→ What you are asked to do: Your task is to gather the lines below that hold the string "roof".

→ Record excerpts:
---*---

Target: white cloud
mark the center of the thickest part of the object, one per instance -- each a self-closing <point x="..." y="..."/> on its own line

---*---

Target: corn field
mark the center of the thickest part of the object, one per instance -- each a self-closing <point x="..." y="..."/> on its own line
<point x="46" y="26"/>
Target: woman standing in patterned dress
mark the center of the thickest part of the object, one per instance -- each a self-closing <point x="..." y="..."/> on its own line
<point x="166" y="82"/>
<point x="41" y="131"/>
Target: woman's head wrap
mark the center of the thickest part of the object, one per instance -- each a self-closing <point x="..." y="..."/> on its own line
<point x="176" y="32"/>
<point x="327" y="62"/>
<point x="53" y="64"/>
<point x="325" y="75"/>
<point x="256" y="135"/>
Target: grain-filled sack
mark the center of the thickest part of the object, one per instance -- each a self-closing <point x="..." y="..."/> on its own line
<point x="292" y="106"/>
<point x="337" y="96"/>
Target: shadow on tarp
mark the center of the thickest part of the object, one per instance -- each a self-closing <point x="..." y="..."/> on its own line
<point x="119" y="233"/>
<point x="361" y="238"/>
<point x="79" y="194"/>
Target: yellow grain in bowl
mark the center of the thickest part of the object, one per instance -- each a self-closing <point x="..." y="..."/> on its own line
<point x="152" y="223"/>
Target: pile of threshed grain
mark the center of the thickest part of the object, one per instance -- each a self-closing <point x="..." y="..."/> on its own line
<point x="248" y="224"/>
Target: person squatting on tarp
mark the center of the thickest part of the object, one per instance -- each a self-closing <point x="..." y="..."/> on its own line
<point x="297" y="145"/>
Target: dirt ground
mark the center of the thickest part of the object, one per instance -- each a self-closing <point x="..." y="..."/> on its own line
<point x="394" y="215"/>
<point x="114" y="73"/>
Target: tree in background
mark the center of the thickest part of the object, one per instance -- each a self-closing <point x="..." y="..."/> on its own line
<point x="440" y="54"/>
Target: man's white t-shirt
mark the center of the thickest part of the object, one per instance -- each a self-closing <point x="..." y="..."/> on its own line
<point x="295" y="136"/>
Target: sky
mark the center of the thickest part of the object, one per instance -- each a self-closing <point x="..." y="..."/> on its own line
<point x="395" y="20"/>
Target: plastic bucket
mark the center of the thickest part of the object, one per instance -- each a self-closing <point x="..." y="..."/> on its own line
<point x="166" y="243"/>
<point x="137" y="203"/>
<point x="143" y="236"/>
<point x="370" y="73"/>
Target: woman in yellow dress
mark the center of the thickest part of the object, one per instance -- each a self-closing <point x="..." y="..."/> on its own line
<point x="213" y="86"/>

---*---

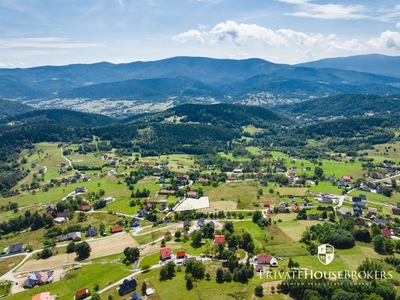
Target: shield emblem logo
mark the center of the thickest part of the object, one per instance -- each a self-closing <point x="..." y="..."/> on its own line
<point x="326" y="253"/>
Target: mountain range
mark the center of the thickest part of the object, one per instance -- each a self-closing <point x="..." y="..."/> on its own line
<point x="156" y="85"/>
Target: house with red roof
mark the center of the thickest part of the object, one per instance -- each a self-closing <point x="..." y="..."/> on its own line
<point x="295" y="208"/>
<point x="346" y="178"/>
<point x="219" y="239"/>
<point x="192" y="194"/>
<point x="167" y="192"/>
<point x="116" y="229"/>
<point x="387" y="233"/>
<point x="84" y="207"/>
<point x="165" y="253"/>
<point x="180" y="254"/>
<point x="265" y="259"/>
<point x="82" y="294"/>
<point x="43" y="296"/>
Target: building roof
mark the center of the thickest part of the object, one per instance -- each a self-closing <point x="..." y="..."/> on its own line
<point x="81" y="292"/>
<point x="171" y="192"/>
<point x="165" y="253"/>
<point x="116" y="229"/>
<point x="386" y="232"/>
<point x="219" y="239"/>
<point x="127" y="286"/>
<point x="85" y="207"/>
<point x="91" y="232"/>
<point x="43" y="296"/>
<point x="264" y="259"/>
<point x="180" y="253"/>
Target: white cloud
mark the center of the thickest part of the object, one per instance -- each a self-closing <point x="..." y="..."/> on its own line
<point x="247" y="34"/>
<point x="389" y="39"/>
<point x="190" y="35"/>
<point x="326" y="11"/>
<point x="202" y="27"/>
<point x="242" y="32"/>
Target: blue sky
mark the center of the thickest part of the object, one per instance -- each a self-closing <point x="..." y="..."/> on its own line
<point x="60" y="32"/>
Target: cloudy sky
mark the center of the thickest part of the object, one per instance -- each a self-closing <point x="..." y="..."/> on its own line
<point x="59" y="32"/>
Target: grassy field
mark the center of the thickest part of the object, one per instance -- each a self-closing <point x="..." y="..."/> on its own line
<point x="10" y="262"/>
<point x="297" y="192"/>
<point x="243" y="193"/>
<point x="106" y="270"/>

---*---

→ Task result:
Target: house with red roof
Target: building roof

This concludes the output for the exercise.